++++ EXERCISE MATERIALS

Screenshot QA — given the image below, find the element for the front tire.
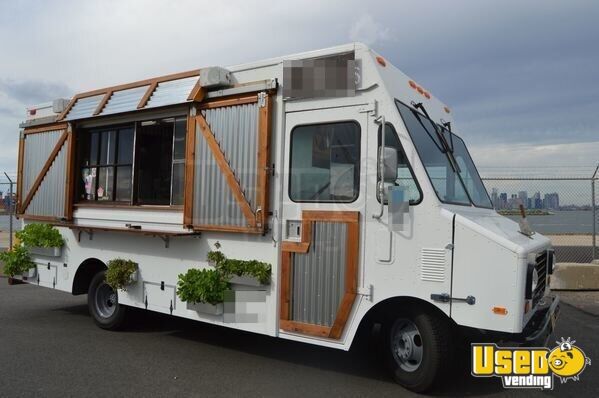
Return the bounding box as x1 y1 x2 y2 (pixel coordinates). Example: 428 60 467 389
87 271 127 330
383 309 452 392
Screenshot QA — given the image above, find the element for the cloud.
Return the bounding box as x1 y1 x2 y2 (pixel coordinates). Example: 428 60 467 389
349 14 391 45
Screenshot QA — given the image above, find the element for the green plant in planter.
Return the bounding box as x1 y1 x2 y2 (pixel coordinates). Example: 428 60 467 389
177 268 229 305
208 251 272 285
106 258 138 290
15 224 64 247
0 246 35 276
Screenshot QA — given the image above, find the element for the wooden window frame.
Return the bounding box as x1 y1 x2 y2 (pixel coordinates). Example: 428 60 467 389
279 210 360 340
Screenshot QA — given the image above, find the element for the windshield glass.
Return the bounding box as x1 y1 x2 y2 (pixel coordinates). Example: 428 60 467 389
396 101 491 207
438 125 493 208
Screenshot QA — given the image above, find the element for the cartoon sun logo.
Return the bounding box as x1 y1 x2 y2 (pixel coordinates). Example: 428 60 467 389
548 337 591 383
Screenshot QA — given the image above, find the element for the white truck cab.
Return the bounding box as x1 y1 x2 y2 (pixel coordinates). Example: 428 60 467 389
14 43 558 391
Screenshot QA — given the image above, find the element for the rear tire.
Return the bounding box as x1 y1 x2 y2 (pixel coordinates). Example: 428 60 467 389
87 271 127 330
383 309 452 392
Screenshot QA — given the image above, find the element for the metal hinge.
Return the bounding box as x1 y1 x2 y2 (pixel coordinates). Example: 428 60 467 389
358 100 378 117
431 293 476 305
258 91 266 108
358 284 374 301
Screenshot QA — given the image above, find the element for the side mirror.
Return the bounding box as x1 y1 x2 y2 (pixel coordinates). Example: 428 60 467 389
379 146 397 181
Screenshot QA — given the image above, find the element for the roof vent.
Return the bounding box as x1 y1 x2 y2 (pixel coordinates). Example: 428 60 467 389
200 66 231 88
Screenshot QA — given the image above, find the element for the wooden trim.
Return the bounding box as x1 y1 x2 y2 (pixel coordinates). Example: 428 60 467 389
67 223 200 237
58 69 200 120
187 79 206 102
279 210 360 340
183 116 196 225
23 123 67 135
21 130 67 213
191 224 262 234
15 136 25 214
279 251 291 322
73 200 183 211
196 113 256 227
281 242 310 253
93 90 114 116
137 82 158 109
328 293 356 340
20 214 62 224
198 93 258 109
64 127 76 221
56 96 80 120
279 320 331 337
256 95 272 228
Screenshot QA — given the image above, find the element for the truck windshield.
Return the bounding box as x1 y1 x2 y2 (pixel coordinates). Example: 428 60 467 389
396 100 492 208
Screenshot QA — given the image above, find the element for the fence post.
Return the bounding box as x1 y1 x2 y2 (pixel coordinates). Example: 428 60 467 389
4 173 15 250
591 165 599 261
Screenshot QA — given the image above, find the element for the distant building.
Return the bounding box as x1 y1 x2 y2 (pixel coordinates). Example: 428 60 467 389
543 192 559 210
518 191 528 209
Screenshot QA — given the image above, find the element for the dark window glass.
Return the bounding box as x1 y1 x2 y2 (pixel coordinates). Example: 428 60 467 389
377 123 422 205
135 119 174 205
117 128 133 164
289 122 360 202
77 127 134 202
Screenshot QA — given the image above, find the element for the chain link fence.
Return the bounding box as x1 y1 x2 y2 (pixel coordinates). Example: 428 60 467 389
483 167 599 264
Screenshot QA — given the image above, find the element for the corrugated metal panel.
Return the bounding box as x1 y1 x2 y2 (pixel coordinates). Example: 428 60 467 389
25 143 67 217
145 76 199 108
65 94 104 120
291 222 347 326
100 85 150 115
193 116 247 227
420 248 445 282
202 103 258 210
22 130 63 195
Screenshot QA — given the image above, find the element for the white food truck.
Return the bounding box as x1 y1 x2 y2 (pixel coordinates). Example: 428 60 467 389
11 43 558 391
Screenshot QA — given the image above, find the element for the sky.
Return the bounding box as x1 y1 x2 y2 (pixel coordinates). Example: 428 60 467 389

++++++++

Rewrite everything from the line containing "for the cloud." down to the line containing "349 14 391 45", both included, as a numbered list with blank lines omitted.

■ THE REPLY
1. Screenshot QA — given the image above, find the element for the cloud.
2. Return the bounding box as x1 y1 x2 y2 (pixel coordinates). Example: 428 60 467 389
3. 349 14 391 45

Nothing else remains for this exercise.